**Work task:**
Except for the pictures, reproduce the records word for word.

----

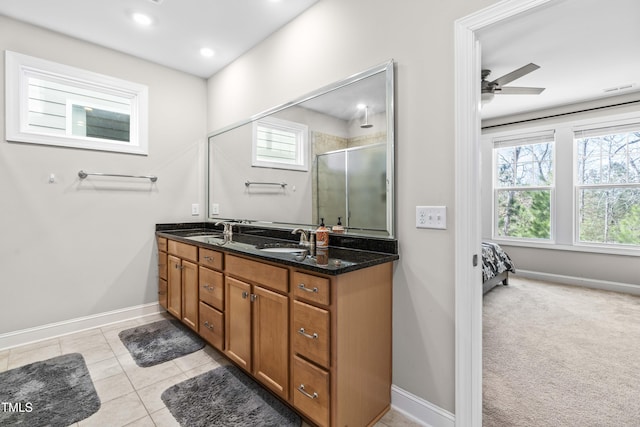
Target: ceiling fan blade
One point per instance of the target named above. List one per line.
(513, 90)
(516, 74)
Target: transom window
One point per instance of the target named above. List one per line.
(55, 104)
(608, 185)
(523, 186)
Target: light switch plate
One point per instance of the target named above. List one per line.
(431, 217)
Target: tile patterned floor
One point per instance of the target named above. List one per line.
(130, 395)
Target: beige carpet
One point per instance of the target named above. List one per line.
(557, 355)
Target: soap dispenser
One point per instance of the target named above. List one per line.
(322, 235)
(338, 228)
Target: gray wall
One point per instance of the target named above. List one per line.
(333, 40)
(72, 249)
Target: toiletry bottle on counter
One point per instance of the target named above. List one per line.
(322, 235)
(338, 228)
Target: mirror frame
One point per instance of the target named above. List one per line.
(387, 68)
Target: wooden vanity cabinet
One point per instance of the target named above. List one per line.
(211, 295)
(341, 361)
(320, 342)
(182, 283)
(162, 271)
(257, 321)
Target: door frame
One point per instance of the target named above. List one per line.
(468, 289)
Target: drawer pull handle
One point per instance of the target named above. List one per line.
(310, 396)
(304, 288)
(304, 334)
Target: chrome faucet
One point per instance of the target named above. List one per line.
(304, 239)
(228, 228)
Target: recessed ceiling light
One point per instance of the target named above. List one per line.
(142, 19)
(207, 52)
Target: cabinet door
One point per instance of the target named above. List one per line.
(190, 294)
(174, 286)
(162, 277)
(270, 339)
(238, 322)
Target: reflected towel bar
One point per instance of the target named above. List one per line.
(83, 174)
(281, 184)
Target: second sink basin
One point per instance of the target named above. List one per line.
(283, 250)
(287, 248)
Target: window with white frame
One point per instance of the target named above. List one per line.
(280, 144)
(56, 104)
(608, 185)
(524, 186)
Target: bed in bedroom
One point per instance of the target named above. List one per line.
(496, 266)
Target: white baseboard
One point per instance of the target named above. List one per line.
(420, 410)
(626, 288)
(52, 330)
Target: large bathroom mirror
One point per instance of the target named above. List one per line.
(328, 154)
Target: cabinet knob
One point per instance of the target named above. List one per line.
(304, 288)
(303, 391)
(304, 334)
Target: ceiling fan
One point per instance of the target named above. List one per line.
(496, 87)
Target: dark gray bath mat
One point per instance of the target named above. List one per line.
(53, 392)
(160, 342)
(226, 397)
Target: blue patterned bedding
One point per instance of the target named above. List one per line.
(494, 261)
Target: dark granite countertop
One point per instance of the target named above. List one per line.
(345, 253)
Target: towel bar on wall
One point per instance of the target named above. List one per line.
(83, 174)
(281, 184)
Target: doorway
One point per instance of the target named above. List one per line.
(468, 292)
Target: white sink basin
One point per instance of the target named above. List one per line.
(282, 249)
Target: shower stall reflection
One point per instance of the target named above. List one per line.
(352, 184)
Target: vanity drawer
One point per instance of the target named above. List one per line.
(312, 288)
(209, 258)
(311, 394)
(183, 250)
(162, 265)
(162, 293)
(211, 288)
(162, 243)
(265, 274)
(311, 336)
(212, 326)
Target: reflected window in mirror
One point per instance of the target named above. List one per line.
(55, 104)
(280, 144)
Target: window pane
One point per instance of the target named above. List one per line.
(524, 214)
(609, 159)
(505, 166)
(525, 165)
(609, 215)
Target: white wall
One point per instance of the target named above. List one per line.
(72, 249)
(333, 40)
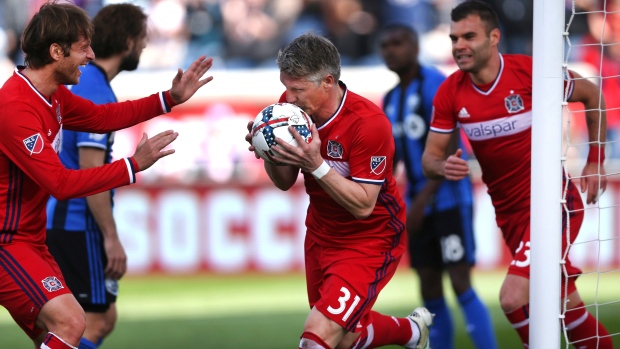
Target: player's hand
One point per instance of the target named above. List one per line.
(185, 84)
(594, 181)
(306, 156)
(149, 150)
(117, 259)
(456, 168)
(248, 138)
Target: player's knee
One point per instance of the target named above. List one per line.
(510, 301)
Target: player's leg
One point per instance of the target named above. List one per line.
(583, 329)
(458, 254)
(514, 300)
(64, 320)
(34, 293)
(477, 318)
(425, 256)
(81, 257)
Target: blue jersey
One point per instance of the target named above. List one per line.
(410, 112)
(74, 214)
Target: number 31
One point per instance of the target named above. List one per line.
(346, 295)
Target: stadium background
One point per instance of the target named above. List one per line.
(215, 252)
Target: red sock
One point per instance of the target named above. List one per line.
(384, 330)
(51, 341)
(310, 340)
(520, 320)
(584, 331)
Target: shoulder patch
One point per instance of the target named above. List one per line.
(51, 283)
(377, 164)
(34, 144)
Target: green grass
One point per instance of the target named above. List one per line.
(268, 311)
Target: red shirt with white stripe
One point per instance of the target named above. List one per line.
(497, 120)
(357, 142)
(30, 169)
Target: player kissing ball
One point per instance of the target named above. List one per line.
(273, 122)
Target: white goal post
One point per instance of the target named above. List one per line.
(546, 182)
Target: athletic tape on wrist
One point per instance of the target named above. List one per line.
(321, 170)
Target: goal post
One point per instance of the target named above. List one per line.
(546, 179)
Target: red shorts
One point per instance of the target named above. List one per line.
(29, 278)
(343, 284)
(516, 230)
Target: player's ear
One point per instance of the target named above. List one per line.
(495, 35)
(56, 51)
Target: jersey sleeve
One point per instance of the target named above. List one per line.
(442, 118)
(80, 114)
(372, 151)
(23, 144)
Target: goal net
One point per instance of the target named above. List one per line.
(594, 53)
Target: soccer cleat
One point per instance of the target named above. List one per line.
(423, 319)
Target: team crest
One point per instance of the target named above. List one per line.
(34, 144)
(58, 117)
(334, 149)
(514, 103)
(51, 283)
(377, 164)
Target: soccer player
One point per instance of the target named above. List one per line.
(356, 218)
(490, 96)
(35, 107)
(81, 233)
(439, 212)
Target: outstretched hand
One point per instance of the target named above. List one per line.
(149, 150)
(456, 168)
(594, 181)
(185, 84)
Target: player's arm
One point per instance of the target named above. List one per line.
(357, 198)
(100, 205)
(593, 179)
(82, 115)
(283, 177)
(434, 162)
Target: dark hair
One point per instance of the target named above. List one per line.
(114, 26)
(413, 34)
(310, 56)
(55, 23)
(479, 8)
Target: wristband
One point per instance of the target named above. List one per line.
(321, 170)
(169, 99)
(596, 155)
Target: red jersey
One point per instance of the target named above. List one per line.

----

**Response area:**
Target: ceiling fan blade
One point per instance of the target named above. List one per line.
(513, 90)
(516, 74)
Target: transom window
One point per instance of the target named above. List one per line.
(55, 104)
(608, 185)
(523, 186)
Target: light switch plate
One point per instance of the target named above. List one per line.
(431, 217)
Target: tile patterned floor
One point per instance of the target named above. List one per line.
(130, 395)
Target: beige carpet
One point per instance of the target named above. List one per line.
(557, 355)
Target: soap dispenser
One point per instance of the target named above. List one per line.
(322, 235)
(338, 228)
Target: gray wall
One point per instance of the target named above. List one per line.
(333, 40)
(72, 249)
Target: toiletry bottle on counter
One point per instance of the target named above. List one per line.
(322, 235)
(338, 228)
Target: mirror frame
One point per instance of the target named above. List one per line.
(387, 68)
Target: wooden vanity cabinet
One point per instance of the target named above. List one per line.
(211, 295)
(341, 361)
(320, 342)
(182, 283)
(162, 271)
(257, 321)
Target: door frame
One point per instance of the target named above. List one per line.
(468, 289)
Target: drawer pull handle
One point per instance of the target named above. List one per line.
(310, 396)
(304, 288)
(304, 334)
Target: chrome faucet
One point per instance of the target named above. List one per line.
(304, 239)
(228, 228)
Target: recessed ceiling light
One point per instance of the target named above. List one per line.
(142, 19)
(207, 52)
Target: cabinet door
One point per instance of the target named above. List one per line.
(190, 294)
(174, 286)
(162, 277)
(270, 339)
(238, 322)
Target: reflected towel bar
One point per instance of the target named above. List one per line.
(83, 174)
(281, 184)
Target: second sink basin
One point per instance of the target named above. List one per line.
(283, 250)
(287, 248)
Target: window with white frame
One point per instance of the target named above. List one per line.
(280, 144)
(56, 104)
(608, 185)
(524, 186)
Target: bed in bedroom
One point per instance of the target named above. List one per line.
(496, 266)
Target: white baseboard
One point per instance of the target named above. List one per line.
(420, 410)
(626, 288)
(52, 330)
Target: large bathroom mirror
One point per instance of the target named above. List one per line.
(328, 154)
Target: cabinet knob
One point per instance of the target named above. List one per line.
(304, 288)
(303, 391)
(304, 334)
Target: ceiling fan
One point per instance of the target named above. List one per line.
(496, 87)
Target: dark gray bath mat
One point per instance of the target named above. List one per line.
(53, 392)
(160, 342)
(226, 397)
Target: blue patterned bedding
One point per instance of the target named above. List one per line.
(494, 261)
Target: dark granite countertop
One point per instance of the target named above. List one per line.
(345, 253)
Target: towel bar on wall
One point per instance of the target named above. List one per line.
(83, 174)
(281, 184)
Target: doorway
One point per instance of the target named above. List one per line.
(468, 292)
Target: white sink basin
One point per instance of the target named above. List one per line.
(282, 249)
Target: shower stall reflection
One point per instance of the target named above. List one per line.
(352, 184)
Target: vanity drawer
One point per instance of the target named above. List one per line.
(312, 288)
(209, 258)
(311, 394)
(183, 250)
(162, 265)
(162, 293)
(211, 288)
(162, 243)
(265, 274)
(311, 336)
(212, 326)
Target: reflected window in mirror
One point per instance of the target named above. List one per line.
(55, 104)
(280, 144)
Target: window pane
One point per instance of the target named above. List one per line.
(524, 214)
(609, 159)
(505, 166)
(525, 165)
(609, 215)
Target: white wall
One point per instance of the target named above. List one per line.
(72, 249)
(333, 40)
Target: player's hand
One point per instance of the target named above. List one per line.
(185, 84)
(594, 181)
(306, 156)
(149, 150)
(117, 259)
(456, 168)
(248, 138)
Target: player's knee
One point per instance of the target named above. List one per line.
(510, 301)
Target: player's leg
One point per instance of the target named above. List one per line.
(583, 329)
(458, 254)
(514, 300)
(64, 320)
(34, 293)
(477, 318)
(425, 256)
(81, 257)
Target: blue jersey
One point per instance of the target named above. List one per line.
(410, 112)
(74, 214)
Target: number 31
One point per instance of the target named above. List one per line.
(346, 295)
Target: stadium background
One point per instance of the target named above. List one per line.
(215, 252)
Target: red sock
One point per instance of the target named above. List one per line.
(384, 330)
(51, 341)
(310, 340)
(520, 320)
(584, 331)
Target: shoulder patch
One point per instance of the target named above. List one per line.
(51, 283)
(377, 164)
(34, 144)
Target: green grass
One point per instance of the target named above. List one per line.
(268, 311)
Target: red shirt with white stripe
One point per instance of the target named above. List one per line.
(497, 120)
(357, 142)
(30, 169)
Target: player kissing ball
One point per instance of the target named above. List one per line.
(273, 122)
Target: white goal post
One point per instance of the target named above. List one per line.
(546, 182)
Target: athletic tape on wrist
One point per instance of the target named above. List one per line.
(321, 170)
Target: goal post
One point per instance of the target named above. List one per line.
(546, 179)
Target: red shorts
One point per instance of the target named above. List one per line.
(29, 278)
(343, 284)
(516, 230)
Target: player's ear
One point per instance of the target named above. List one per line.
(495, 35)
(56, 51)
Target: jersey sleeve
One point per instance of the target named above. List one per line.
(442, 118)
(80, 114)
(372, 151)
(23, 144)
Target: goal net
One point per instance of the target named above. List one per line.
(594, 53)
Target: soccer cleat
One point per instance of the target named above. List one per line.
(423, 319)
Target: team crest
One point per instance of the target named above. List one per line.
(34, 144)
(58, 117)
(334, 149)
(514, 103)
(51, 283)
(377, 164)
Target: soccer player
One point per instance of the target named above. List one per line.
(356, 218)
(490, 96)
(35, 107)
(81, 233)
(439, 212)
Target: outstretched hand
One point per instance of the target named above. List one per line.
(149, 150)
(456, 168)
(594, 181)
(185, 84)
Target: player's arm
One point per instance of the target named above. List one per line.
(357, 198)
(100, 205)
(593, 179)
(82, 115)
(283, 177)
(434, 162)
Target: dark hair
One point per instance of the target named above. List one per line.
(114, 26)
(413, 34)
(310, 56)
(55, 23)
(479, 8)
Target: wristband
One point per instance of the target named above. List one per line.
(321, 170)
(169, 99)
(596, 155)
Target: red jersey
One point per instance of the target named above. List one per line.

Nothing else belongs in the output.